* Extract provided
= = = = = = =

Stele for Buddhist Monk Nanghye at Seongjusa Temple Site is a stele located in the Seongjusa temple in Boryeong, South Chungcheong Province, South Korea. The stele was designated as National Treasure of South Korea no. 8 in 1962. The height of the stele is 4.55m.

==History==
The monk Nanghye was a descendant of King Muyeol of Silla. It was common among nobles to migrate to Tang China to study Buddhism. He finished his studying in China with other princes. His sect flourished around Seongjusan mountain, and was one of the 9 largest Buddhist sects.

The stele describes the lifetime of Nanghye(낭혜화상), who established Seongju Buddhist sect. The largest monument is a North-South period relic. The inscribed epitaph consists of 5,120 letters, written by Choi Chi-won, the greatest scholar and writer of the time.

= = = = = = =

* Provided information

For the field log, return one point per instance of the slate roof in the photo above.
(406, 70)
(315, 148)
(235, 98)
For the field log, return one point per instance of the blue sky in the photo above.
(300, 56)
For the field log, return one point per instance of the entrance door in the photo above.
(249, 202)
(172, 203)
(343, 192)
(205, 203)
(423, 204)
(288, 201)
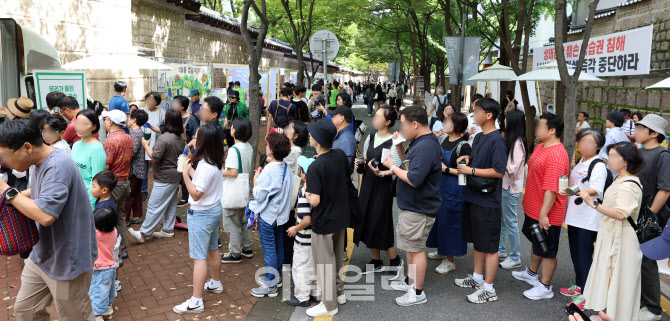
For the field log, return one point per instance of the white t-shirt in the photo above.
(245, 153)
(209, 180)
(156, 117)
(582, 215)
(61, 144)
(478, 129)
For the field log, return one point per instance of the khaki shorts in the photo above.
(412, 231)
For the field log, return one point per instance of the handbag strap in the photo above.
(239, 161)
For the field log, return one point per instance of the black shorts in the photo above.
(481, 227)
(553, 236)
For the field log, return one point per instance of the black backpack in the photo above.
(608, 180)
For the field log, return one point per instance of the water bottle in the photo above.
(461, 177)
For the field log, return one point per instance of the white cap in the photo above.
(117, 116)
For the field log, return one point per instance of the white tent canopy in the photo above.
(549, 72)
(665, 83)
(494, 73)
(117, 62)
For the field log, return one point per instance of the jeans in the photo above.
(273, 249)
(510, 226)
(162, 205)
(103, 290)
(203, 231)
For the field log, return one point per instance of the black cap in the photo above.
(344, 111)
(616, 118)
(323, 131)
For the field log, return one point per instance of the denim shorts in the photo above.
(203, 231)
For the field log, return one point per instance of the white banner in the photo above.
(71, 83)
(622, 53)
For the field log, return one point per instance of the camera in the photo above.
(540, 237)
(374, 162)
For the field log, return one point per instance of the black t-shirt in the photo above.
(448, 146)
(327, 177)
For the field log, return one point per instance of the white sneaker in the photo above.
(469, 282)
(435, 256)
(136, 235)
(510, 264)
(210, 287)
(483, 296)
(162, 234)
(445, 267)
(410, 298)
(319, 310)
(539, 292)
(189, 307)
(524, 276)
(646, 315)
(400, 285)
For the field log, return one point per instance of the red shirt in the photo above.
(71, 136)
(545, 167)
(119, 149)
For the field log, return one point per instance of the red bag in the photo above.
(18, 233)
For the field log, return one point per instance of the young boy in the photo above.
(544, 205)
(138, 167)
(482, 209)
(303, 265)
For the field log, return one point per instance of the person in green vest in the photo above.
(334, 91)
(243, 93)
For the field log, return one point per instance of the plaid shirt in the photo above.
(119, 149)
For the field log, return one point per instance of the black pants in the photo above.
(581, 251)
(651, 286)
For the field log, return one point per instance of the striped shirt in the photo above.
(302, 209)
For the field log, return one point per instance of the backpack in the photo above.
(608, 180)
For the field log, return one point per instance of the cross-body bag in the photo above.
(252, 217)
(236, 189)
(484, 185)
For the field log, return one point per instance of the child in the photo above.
(138, 167)
(204, 216)
(53, 127)
(103, 290)
(303, 264)
(234, 219)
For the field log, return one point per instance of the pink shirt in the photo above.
(514, 173)
(106, 242)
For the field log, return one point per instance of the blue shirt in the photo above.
(120, 103)
(272, 194)
(346, 142)
(195, 106)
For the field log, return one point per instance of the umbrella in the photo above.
(494, 73)
(662, 84)
(549, 72)
(115, 62)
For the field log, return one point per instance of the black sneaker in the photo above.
(247, 253)
(374, 266)
(229, 258)
(293, 301)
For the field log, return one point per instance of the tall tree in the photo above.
(255, 48)
(567, 81)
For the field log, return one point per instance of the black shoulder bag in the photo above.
(484, 185)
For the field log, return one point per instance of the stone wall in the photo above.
(600, 98)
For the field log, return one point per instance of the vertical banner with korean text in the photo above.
(622, 53)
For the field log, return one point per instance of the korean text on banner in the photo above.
(622, 53)
(71, 83)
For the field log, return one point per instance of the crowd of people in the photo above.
(457, 182)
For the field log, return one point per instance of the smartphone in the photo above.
(572, 308)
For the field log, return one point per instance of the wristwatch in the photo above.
(595, 204)
(11, 194)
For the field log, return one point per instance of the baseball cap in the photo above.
(117, 116)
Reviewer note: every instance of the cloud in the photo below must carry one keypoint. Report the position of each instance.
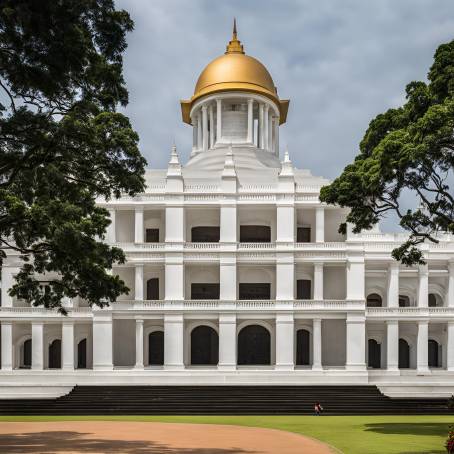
(340, 64)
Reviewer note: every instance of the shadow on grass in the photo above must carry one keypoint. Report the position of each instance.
(65, 441)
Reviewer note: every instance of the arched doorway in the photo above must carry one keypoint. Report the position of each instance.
(82, 354)
(303, 347)
(374, 300)
(26, 354)
(156, 348)
(254, 346)
(204, 346)
(374, 354)
(404, 354)
(55, 354)
(433, 353)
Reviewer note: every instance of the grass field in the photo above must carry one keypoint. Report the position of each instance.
(350, 434)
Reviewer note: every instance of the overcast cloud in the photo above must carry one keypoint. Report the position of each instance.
(339, 62)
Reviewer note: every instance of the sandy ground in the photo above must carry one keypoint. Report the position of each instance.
(89, 437)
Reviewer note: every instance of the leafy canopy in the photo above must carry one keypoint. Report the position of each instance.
(62, 145)
(408, 149)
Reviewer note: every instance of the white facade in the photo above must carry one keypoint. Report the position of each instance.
(301, 304)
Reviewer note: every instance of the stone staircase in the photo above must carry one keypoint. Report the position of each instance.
(221, 400)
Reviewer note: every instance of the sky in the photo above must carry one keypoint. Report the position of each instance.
(339, 62)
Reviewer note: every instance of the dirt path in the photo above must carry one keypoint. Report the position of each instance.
(90, 437)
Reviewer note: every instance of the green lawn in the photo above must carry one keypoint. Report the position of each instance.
(350, 434)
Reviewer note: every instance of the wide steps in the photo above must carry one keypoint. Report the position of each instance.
(228, 400)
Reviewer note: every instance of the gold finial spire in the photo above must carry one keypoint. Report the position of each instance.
(234, 46)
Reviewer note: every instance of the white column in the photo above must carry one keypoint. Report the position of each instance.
(320, 224)
(423, 286)
(317, 344)
(266, 120)
(356, 278)
(227, 341)
(422, 353)
(285, 336)
(285, 276)
(110, 233)
(138, 225)
(7, 345)
(37, 345)
(205, 127)
(218, 120)
(393, 284)
(67, 343)
(138, 282)
(227, 277)
(174, 278)
(356, 342)
(173, 341)
(250, 120)
(228, 224)
(392, 345)
(102, 341)
(450, 292)
(211, 126)
(139, 344)
(318, 281)
(285, 223)
(261, 125)
(199, 130)
(450, 345)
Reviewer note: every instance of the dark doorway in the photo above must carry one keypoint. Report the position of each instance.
(302, 347)
(205, 234)
(156, 348)
(152, 235)
(203, 291)
(204, 346)
(374, 356)
(254, 291)
(27, 352)
(254, 346)
(303, 235)
(303, 289)
(404, 354)
(55, 354)
(153, 289)
(374, 300)
(433, 353)
(255, 234)
(82, 354)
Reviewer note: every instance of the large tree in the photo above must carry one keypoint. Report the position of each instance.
(407, 153)
(62, 145)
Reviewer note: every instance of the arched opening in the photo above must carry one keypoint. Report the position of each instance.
(156, 348)
(204, 346)
(303, 347)
(404, 301)
(374, 354)
(153, 289)
(26, 355)
(82, 354)
(435, 300)
(374, 300)
(404, 354)
(254, 346)
(433, 353)
(55, 354)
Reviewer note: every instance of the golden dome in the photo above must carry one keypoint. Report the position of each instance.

= = = = = = =

* Task to carry out
Continue the passage above about the stele for the monk Nanghye at the Seongjusa temple site, picking up right after its final sentence.

* Your response
Born in the second year of King Aejang (801), Nanghye became a monk at age 10. He traveled to Tang China in 821 (under the reign of King Heongdeok). After 24 years, he became the chief priest of O-hapsa temple in Boryeong.

As his religious works thrived by advocating Chan Buddhism, the king named the temple Seongjusa temple. In 888, he passed away at the age of 89 under the reign of Queen Jinseong. The queen granted him the posthumous name, Nanghye.

The inscripted text expounds the monk’s life journey – one important part is that his family's status was downgraded from jingol (noble rank) to 6th dupum, providing significant data on the Bone-rank system, the aristocratic rank used in ancient Silla.